WHAT THE TASK ASKS — Transcribe each record exactly as it appears.
*****
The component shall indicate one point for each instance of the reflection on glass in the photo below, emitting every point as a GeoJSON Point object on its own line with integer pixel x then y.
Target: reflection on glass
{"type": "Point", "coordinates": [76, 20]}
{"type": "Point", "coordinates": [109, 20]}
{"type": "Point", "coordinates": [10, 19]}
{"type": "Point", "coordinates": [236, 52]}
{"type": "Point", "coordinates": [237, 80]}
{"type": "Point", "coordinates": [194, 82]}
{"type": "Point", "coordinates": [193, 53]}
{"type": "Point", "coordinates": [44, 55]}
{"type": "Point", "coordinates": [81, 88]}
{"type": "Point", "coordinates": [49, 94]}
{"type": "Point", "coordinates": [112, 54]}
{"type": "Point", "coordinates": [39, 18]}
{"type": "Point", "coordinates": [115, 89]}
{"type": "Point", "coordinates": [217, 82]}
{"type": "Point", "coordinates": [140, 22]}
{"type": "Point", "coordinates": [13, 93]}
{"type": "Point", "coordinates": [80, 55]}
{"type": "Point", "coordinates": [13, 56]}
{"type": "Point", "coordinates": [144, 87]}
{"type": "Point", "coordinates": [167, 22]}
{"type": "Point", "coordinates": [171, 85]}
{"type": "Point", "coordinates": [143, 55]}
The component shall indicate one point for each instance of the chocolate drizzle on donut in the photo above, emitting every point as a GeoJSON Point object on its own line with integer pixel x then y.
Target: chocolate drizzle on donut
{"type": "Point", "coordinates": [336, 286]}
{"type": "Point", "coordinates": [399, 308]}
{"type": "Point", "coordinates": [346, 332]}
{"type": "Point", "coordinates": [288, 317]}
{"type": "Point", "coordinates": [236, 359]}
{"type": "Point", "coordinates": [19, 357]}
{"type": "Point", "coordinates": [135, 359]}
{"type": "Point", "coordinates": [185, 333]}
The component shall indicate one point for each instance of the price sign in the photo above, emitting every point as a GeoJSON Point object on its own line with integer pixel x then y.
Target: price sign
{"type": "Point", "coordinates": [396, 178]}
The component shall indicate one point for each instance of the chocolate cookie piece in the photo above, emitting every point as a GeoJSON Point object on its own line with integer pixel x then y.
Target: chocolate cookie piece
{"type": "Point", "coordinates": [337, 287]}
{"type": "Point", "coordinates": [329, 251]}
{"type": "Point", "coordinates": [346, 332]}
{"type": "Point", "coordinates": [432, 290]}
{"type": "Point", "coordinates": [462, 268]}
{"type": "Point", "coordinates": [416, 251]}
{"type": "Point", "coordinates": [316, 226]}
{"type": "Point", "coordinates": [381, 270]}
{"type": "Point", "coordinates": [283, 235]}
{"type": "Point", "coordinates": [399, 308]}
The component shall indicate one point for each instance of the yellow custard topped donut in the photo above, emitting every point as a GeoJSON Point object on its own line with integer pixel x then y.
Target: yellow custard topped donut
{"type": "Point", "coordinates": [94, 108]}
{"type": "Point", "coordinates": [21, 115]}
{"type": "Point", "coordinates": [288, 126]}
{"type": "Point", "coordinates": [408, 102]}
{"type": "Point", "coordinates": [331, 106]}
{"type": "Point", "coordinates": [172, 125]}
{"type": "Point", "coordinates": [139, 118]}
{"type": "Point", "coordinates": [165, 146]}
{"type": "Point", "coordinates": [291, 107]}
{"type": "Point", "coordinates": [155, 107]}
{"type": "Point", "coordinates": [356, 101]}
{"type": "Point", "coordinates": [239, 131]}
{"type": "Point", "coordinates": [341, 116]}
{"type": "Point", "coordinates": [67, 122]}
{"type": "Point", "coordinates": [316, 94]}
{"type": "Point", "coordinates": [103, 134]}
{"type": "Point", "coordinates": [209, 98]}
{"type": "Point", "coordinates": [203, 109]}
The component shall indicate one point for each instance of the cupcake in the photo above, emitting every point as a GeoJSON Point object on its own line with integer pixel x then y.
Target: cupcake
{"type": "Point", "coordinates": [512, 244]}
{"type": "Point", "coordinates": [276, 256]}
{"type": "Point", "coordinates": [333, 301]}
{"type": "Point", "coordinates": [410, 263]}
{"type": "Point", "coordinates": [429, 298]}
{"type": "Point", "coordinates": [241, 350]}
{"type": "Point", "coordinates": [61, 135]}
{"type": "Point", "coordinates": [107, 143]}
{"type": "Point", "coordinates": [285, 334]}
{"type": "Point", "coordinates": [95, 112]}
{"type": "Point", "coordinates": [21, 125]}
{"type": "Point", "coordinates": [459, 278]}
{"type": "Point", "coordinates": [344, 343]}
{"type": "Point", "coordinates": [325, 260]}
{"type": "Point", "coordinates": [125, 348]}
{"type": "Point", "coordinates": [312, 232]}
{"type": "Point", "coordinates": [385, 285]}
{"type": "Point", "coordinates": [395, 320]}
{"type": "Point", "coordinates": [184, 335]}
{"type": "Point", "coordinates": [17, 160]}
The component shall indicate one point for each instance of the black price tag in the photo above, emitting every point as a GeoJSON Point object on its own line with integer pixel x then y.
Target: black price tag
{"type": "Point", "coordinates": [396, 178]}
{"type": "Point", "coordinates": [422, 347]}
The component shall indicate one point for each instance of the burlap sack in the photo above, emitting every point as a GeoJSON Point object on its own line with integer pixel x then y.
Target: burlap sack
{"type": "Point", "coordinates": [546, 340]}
*****
ANSWER FOR THE TASK —
The component shall indicate one point for each instance of the reflection on glass in the photo below, emitting every point as a GeoJSON Point object on its own line with integer pixel x then y.
Target: reflection on glass
{"type": "Point", "coordinates": [76, 20]}
{"type": "Point", "coordinates": [109, 20]}
{"type": "Point", "coordinates": [10, 19]}
{"type": "Point", "coordinates": [236, 52]}
{"type": "Point", "coordinates": [237, 80]}
{"type": "Point", "coordinates": [194, 82]}
{"type": "Point", "coordinates": [193, 53]}
{"type": "Point", "coordinates": [44, 55]}
{"type": "Point", "coordinates": [81, 88]}
{"type": "Point", "coordinates": [49, 94]}
{"type": "Point", "coordinates": [112, 54]}
{"type": "Point", "coordinates": [39, 18]}
{"type": "Point", "coordinates": [115, 89]}
{"type": "Point", "coordinates": [217, 82]}
{"type": "Point", "coordinates": [140, 22]}
{"type": "Point", "coordinates": [13, 93]}
{"type": "Point", "coordinates": [80, 55]}
{"type": "Point", "coordinates": [13, 56]}
{"type": "Point", "coordinates": [144, 87]}
{"type": "Point", "coordinates": [167, 22]}
{"type": "Point", "coordinates": [171, 85]}
{"type": "Point", "coordinates": [143, 55]}
The component shall indicate one point for each instance of the chocolate drizzle on donut in the photo above, emitting every point as a GeoJSON Point object on its own line with integer pixel x then y.
Target: chocolate drizzle on donut
{"type": "Point", "coordinates": [336, 286]}
{"type": "Point", "coordinates": [399, 308]}
{"type": "Point", "coordinates": [346, 332]}
{"type": "Point", "coordinates": [288, 317]}
{"type": "Point", "coordinates": [236, 359]}
{"type": "Point", "coordinates": [19, 357]}
{"type": "Point", "coordinates": [135, 359]}
{"type": "Point", "coordinates": [185, 333]}
The component shall indicate one point for each instance of the price sign in the photo above, emitting every point as a GeoJSON Point object on its own line with integer pixel x then y.
Target: price sign
{"type": "Point", "coordinates": [396, 178]}
The component shall indicate one point for each instance of the chocolate cookie piece in the photo above, emitting every point as a GeoJSON Point object on its own line with integer pixel x then y.
Target: chocolate cookie piece
{"type": "Point", "coordinates": [337, 287]}
{"type": "Point", "coordinates": [329, 251]}
{"type": "Point", "coordinates": [346, 332]}
{"type": "Point", "coordinates": [432, 290]}
{"type": "Point", "coordinates": [462, 268]}
{"type": "Point", "coordinates": [416, 251]}
{"type": "Point", "coordinates": [316, 226]}
{"type": "Point", "coordinates": [381, 270]}
{"type": "Point", "coordinates": [283, 235]}
{"type": "Point", "coordinates": [399, 308]}
The component shall indicate one point for each instance of the yellow custard topped donut in the photo above, emitting every point as a GeoJSON Point object on its own line with integer pixel x then y.
Target: yellow custard topped donut
{"type": "Point", "coordinates": [94, 108]}
{"type": "Point", "coordinates": [21, 115]}
{"type": "Point", "coordinates": [288, 126]}
{"type": "Point", "coordinates": [408, 102]}
{"type": "Point", "coordinates": [331, 106]}
{"type": "Point", "coordinates": [172, 125]}
{"type": "Point", "coordinates": [139, 118]}
{"type": "Point", "coordinates": [165, 146]}
{"type": "Point", "coordinates": [291, 107]}
{"type": "Point", "coordinates": [155, 107]}
{"type": "Point", "coordinates": [356, 101]}
{"type": "Point", "coordinates": [239, 131]}
{"type": "Point", "coordinates": [341, 116]}
{"type": "Point", "coordinates": [67, 122]}
{"type": "Point", "coordinates": [316, 94]}
{"type": "Point", "coordinates": [103, 134]}
{"type": "Point", "coordinates": [209, 98]}
{"type": "Point", "coordinates": [203, 109]}
The component shall indicate one point for each instance of the cupcake in the photo above, emitting every point as a GeoJSON Point object on its own line with integer pixel x then y.
Target: cupcake
{"type": "Point", "coordinates": [512, 244]}
{"type": "Point", "coordinates": [276, 256]}
{"type": "Point", "coordinates": [333, 301]}
{"type": "Point", "coordinates": [410, 263]}
{"type": "Point", "coordinates": [429, 298]}
{"type": "Point", "coordinates": [241, 350]}
{"type": "Point", "coordinates": [61, 135]}
{"type": "Point", "coordinates": [107, 143]}
{"type": "Point", "coordinates": [285, 334]}
{"type": "Point", "coordinates": [95, 112]}
{"type": "Point", "coordinates": [21, 125]}
{"type": "Point", "coordinates": [459, 278]}
{"type": "Point", "coordinates": [344, 343]}
{"type": "Point", "coordinates": [325, 260]}
{"type": "Point", "coordinates": [125, 348]}
{"type": "Point", "coordinates": [312, 232]}
{"type": "Point", "coordinates": [385, 285]}
{"type": "Point", "coordinates": [395, 320]}
{"type": "Point", "coordinates": [184, 335]}
{"type": "Point", "coordinates": [17, 160]}
The component shall indicate one point for each instance of the black price tag in the photo above, emitting every point as a GeoJSON Point object on its own line with integer pixel x then y.
Target: black price tag
{"type": "Point", "coordinates": [396, 178]}
{"type": "Point", "coordinates": [422, 347]}
The component shall indicate one point for each instance of the burlap sack in the photo above, emitting every point as a GeoJSON Point object on its own line with integer pixel x then y.
Target: burlap sack
{"type": "Point", "coordinates": [546, 340]}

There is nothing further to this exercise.